Natural language region descriptions
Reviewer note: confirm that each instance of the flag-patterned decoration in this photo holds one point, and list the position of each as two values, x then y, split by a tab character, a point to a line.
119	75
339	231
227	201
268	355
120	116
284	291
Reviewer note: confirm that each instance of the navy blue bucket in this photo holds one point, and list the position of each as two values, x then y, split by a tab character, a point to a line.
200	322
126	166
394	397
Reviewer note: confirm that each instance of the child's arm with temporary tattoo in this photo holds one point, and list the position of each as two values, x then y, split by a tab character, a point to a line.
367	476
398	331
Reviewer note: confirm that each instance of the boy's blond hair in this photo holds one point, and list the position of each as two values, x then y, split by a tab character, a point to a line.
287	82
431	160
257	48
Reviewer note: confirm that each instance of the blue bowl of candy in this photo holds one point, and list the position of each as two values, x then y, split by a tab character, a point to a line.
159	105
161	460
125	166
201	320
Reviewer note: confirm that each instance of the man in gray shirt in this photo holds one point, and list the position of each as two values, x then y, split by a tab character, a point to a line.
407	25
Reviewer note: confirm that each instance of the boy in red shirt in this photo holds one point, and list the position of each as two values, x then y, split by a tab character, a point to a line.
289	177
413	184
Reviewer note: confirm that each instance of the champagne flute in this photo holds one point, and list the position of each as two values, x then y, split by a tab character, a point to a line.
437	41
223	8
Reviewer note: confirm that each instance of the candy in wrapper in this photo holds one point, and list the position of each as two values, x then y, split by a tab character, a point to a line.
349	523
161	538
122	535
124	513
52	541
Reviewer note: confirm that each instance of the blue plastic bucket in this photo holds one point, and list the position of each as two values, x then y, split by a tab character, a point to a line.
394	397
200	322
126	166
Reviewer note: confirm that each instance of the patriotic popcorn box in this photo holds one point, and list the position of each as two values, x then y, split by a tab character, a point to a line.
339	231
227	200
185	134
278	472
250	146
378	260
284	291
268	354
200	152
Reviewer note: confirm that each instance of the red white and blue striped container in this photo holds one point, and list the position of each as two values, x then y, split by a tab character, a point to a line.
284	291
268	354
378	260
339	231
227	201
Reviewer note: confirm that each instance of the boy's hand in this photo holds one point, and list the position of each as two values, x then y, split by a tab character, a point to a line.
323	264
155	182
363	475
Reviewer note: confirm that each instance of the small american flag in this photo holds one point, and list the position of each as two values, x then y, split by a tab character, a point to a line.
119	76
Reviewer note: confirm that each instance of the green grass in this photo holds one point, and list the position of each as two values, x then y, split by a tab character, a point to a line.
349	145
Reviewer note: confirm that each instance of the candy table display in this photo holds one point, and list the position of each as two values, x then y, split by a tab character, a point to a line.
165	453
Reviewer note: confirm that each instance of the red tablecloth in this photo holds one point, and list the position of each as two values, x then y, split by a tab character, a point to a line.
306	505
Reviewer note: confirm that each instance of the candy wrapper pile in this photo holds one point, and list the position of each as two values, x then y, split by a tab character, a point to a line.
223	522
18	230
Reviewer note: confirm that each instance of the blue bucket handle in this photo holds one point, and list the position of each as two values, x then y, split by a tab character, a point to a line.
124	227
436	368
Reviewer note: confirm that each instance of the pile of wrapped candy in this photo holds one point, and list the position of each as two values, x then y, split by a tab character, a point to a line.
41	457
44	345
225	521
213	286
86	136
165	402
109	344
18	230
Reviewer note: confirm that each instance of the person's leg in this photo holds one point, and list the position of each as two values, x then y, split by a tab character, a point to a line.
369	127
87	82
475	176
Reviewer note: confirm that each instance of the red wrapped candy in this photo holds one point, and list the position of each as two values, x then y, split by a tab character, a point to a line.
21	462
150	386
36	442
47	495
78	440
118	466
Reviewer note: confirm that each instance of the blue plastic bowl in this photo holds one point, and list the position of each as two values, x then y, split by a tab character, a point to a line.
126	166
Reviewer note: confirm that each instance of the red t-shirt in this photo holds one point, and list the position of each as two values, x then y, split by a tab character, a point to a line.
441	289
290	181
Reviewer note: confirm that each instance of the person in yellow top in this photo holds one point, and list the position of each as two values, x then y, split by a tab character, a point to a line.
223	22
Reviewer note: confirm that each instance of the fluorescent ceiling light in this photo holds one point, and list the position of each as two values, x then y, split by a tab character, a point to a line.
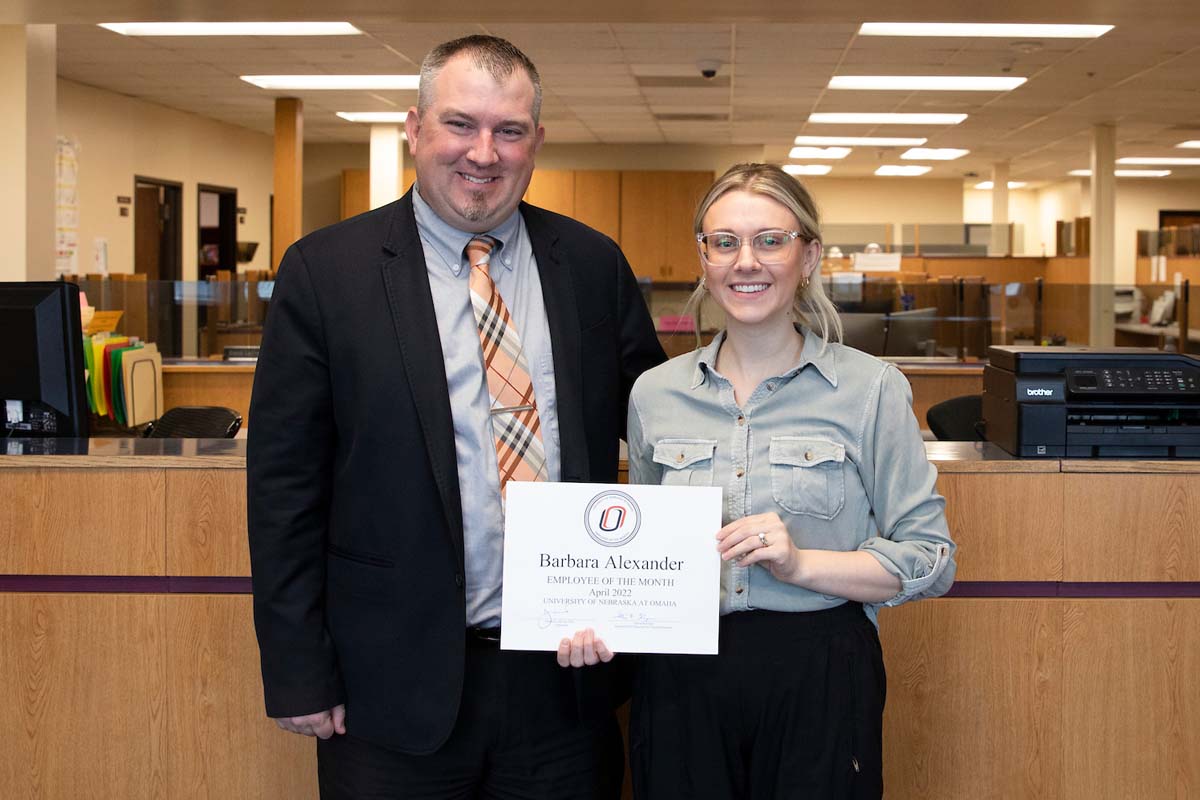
862	140
934	154
901	169
1003	30
375	116
819	152
232	29
1159	162
1125	173
887	119
333	82
923	83
807	169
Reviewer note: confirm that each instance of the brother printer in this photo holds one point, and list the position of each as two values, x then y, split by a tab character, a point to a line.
1078	402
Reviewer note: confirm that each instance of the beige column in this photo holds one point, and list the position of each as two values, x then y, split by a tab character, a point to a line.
999	245
287	217
1102	271
387	163
28	148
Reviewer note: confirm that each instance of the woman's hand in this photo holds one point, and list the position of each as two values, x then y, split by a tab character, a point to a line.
583	649
761	539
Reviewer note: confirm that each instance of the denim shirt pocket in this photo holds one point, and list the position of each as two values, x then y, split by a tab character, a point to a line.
685	462
807	475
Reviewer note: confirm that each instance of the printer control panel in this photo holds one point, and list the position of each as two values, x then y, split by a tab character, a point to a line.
1126	382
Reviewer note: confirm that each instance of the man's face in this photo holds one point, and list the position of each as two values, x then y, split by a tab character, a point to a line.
475	144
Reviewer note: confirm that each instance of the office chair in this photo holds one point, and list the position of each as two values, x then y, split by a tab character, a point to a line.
959	419
195	422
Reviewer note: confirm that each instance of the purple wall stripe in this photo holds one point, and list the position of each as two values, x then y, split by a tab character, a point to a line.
1063	589
124	584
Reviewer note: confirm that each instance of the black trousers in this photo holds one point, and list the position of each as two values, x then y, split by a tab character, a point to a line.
519	737
792	708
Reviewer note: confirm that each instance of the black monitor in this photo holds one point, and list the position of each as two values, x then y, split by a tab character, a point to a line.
912	332
42	372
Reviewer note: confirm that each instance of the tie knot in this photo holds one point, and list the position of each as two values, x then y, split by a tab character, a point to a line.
479	251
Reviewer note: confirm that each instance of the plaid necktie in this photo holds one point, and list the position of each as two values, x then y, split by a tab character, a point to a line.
520	453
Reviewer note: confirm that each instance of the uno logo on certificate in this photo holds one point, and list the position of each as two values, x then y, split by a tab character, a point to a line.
612	518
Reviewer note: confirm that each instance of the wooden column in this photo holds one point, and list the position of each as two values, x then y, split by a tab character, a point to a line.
288	175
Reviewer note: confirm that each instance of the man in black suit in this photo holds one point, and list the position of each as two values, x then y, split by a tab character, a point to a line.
376	519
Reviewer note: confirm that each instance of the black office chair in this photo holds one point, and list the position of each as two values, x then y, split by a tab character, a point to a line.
959	419
195	422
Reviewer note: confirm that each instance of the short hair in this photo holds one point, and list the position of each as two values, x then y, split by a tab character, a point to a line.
811	305
497	56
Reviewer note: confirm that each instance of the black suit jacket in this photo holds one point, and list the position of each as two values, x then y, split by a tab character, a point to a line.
355	517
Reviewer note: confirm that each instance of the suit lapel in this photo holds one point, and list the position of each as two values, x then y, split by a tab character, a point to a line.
415	323
562	316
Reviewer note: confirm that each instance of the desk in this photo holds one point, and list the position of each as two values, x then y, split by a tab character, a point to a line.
1062	665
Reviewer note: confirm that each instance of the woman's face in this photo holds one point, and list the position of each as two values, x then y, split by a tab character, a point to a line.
747	289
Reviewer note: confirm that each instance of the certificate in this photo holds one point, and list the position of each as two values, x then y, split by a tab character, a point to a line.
637	564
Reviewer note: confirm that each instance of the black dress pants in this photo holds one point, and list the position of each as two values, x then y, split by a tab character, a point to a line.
792	708
517	738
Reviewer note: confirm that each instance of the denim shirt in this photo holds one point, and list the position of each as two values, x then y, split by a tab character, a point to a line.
831	445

Problem to solve:
Return all records above verbatim without their pictures.

Output for this exercise:
Reviewer note: confirm that each instance of the flag-patterned decoration in this photo holds one point, and list the position of each as two values, x then y, split by a tab character, a point to a line.
119	75
339	231
227	201
268	355
120	116
284	291
Reviewer note: confirm that each instance of the navy blue bucket in this photo holds one point, and list the position of each as two values, x then y, split by a tab character, a point to a line.
200	322
126	166
394	397
Reviewer note: confirm that each instance of the child's arm with temporary tattoo in this photo holds one point, and list the position of each as two values, x then y, split by a tab character, a point to a line.
367	476
398	331
Reviewer note: confirm that each instance of the boy's blond hair in this photo holds one point, and list the position of each as two values, x then y, split by a tab character, a point to a line.
287	82
431	160
257	48
Reviewer note: confirm that each instance of the blue bowl of candy in this photo holds one point, and list the position of each as two values, x then y, split by a tab character, a point to a line.
159	105
161	460
125	166
201	320
Reviewer note: confirm that each instance of the man in gray shirt in this photo holds one point, and list the position of each as two values, x then y, split by a tab character, a point to a line.
407	25
Reviewer note: confirm that each instance of the boy in red shirt in this photo holds one point, and list the position of each as two values, x then y, split by a tab character, a point to a line.
289	177
413	184
Reviewer note: confirm that each instance of the champagne flute in this photo holds one point, and list the position of each as two values, x then y, split by a tab character, a point to a line.
437	41
223	8
Reviewer note: confirm that each instance of the candy in wrapper in this photo holds one point, and list the position of each as two values, x then y, split by a tab character, a point to a line.
349	523
161	538
122	535
124	513
52	541
Reviewer note: confirm that each instance of the blue plastic bucket in this photo holds one point, and list the position of each as two values, x then y, split by a tab character, a point to a line.
394	397
200	322
126	166
Reviewer note: confirm that each instance of the patriotic popcorn box in this photo holds one point, and list the position of each as two values, x then y, split by a tab character, a point to a line.
339	231
227	200
185	134
278	472
250	146
378	260
284	291
268	354
200	152
Reviewer note: confirm that each instance of the red white and blue striped container in this photo holds one point, and list the position of each as two values, x then y, split by a tab character, a point to a line.
284	291
268	354
378	260
339	231
227	201
Reviewer note: confirm that each instance of the boy's hand in this photo holds one point, and list the position of each as two values, x then y, split by a tab character, a point to a line.
323	264
155	182
363	475
Reviewer note: confirm that each instance of the small american flag in this photo holds one point, and list the position of each as two values, x then y, split by a tab character, a point to a line.
119	76
Reviewer note: confirm that each instance of the green grass in this photo holds one point, and list the position of each as two values, x then y, split by a tab character, a point to a line.
349	145
Reviewer note: confirm that each instance of the candy table display in this photo holds one point, and list the position of each as two values, x then y, split by a tab character, a point to a line.
165	453
Reviewer note: confirm that each instance of the red tablecloth in this photo holds one point, and list the position of each as two values, x then y, split by a tab character, a point to a line.
306	505
Reviewer note: confirm that each instance of the candy wrapper pile in this photo holds one point, and list the position of each as two values, x then y, split by a tab character, a point to a line.
223	522
18	230
Reviewer note: confirm that each instance of the blue bucket handle in this photo holds one point, and list the position of each as two values, x then y, split by a tab character, a point to a line.
124	227
436	368
Reviewer note: confirm that each instance of the pile of wrapped candy in this photo holds one point, and list the position of each as two values, x then y, split by a tab character, a point to a line.
41	457
44	345
225	521
213	286
86	136
165	402
109	344
18	230
Reviewer note: confirm that each instance of the person's leg in this photo holds one point, and list the position of each as two values, x then y, split by a tab character, a point to a line.
369	127
87	82
475	176
Reviewer note: confirm that each instance of the red wrapped candy in this photo holds one point, and list the position of each as two values, x then y, split by a tab character, a point to a line.
21	462
150	386
36	442
47	495
78	440
118	466
Reviewer note: confirm that each instance of the blue plastic bowl in this photo holds one point, and list the position of each as two values, x then y, split by a tab character, a point to a line.
126	166
Reviewer note: confirm that each instance of the red t-shirt in this photo holds one point, and list the position of each as two values, x then y, split by a tab character, a point to a line.
441	289
290	181
Reviewer note: confirm that each instance of the person in yellow top in this photo holds one point, and list the position of each as two values, x then y, split by a tab character, a point to a line.
223	22
Reviewer note: confirm that each instance of the fluorescent ceiling light in this photo holds one point, and list the position of each as two values, x then y, split by a tab character, a point to a line.
862	140
934	154
901	169
1003	30
375	116
819	152
232	29
1159	162
1125	173
887	119
333	82
923	83
807	169
Reviewer note: confirm that each instance of the brother printer in this photo holds one point, and list the position of each as two values, x then y, split by a tab character, a point to a line.
1078	402
Reviewer note: confirm that each instance of the beige column in this photo holds one point, and list the position of each as two values, x then y, split by a tab character, a point to a line.
999	245
287	217
1102	271
387	163
28	148
Reviewer note: confirm that each instance of the woman's hand in this photo holds one point, and list the position of each as two values, x then y, split by a tab character, a point to a line.
583	649
761	539
Reviewer note: confirm that each instance of the denim shirt pocket in this photo holds one point, and list the position of each as two values, x then y, split by a tab character, a point to a line.
685	462
807	475
Reviewer note: confirm that each instance of the printer control panel in this photo holds one point, and list the position of each as two values, x then y, split by a tab character, a point to a line.
1126	382
Reviewer note: confirm that each instance of the man's face in this photo holds one point, and list the position of each as two values, x then y, split by a tab character, a point to a line.
475	144
Reviewer note: confirm that each instance of the office chair in this photo holds one point, and list the position of each as two values, x then y, split by a tab character, a point to a line.
959	419
195	422
Reviewer note: confirm that each instance of the purple wall stripe in this photo holds one point, and list the position of each as two values, x then y, split by a tab character, a point to a line.
1063	589
124	584
Reviewer note: confirm that each instance of the black trousers in this photo holds one point, and list the position of each as two values, x then y, split by a tab character, a point to a line.
519	737
792	708
Reviewer note: confirm that each instance of the black monitor in this photo holds one point, and list the position of each as two values, x then y, split by a tab character, a point to a line.
912	332
42	372
Reviewer note: confirm that each instance of the tie knot in this photo holds one point, and list the position of each as two values, x then y, split by a tab character, a point to a line.
479	251
Reviewer note: confirm that each instance of the plaid necktie in this photo holds one point, and list the position of each as two values, x then y, split by a tab character, a point to a line.
520	453
Reviewer note: confirm that each instance of the uno logo on certificate in this photo holds one point, and list the position of each as two values, x then y, split by a tab character, a point to a line.
612	518
Reviewer note: confirm that each instance of the wooden column in this photo holds one point, and list the position of each as two values, x then y, split by a tab character, a point to a line.
288	175
Reviewer note: confirm that each instance of the man in black suit in this photo holds one point, and list the position of each as two values, x then y, split by a tab character, a point to a line.
376	519
Reviewer note: confirm that each instance of the black office chair in this photo holds one point, and list the position of each as two values, x then y, split by a tab character, a point to a line.
959	419
195	422
Reviewer note: confirm that each instance of the short hair in this photo holds one point, and list the position of each as two values, x then y, split by a tab character, a point to a line.
811	305
497	56
Reviewer note: confirm that each instance of the black suit jacket in this photo holds one point, and list the position of each as two values, x then y, split by a tab character, a point to a line.
355	517
Reviewer note: confirm that each instance of the suit lapel in this photo holds one point, and list the position of each as two values, x then y, split by a tab character, a point to a line.
415	323
562	316
Reviewer note: confirm that each instance of the desk in this photo holds one point, and list the position of each as two values, x then y, split by a tab character, a point to a line.
1062	665
Reviewer note: confirm that each instance of the woman's face in this photo holds one point, and list the position of each as two values, x then y, split by a tab character, a point to a line.
747	289
Reviewer note: confirm that each instance of the certificate in this photo holds one point, and list the position of each as two values, x then y, split by a tab character, a point to a line.
637	564
Reviewer note: confirm that each instance of the black dress pants in this photo holds one point, and list the position of each as two values, x then y, split by a tab character, a point to a line.
792	708
517	738
Reviewer note: confirm that each instance of the denim shirt in this photo holds one point, and list the position of each as two values, x then y, split by a tab character, a point to a line.
831	445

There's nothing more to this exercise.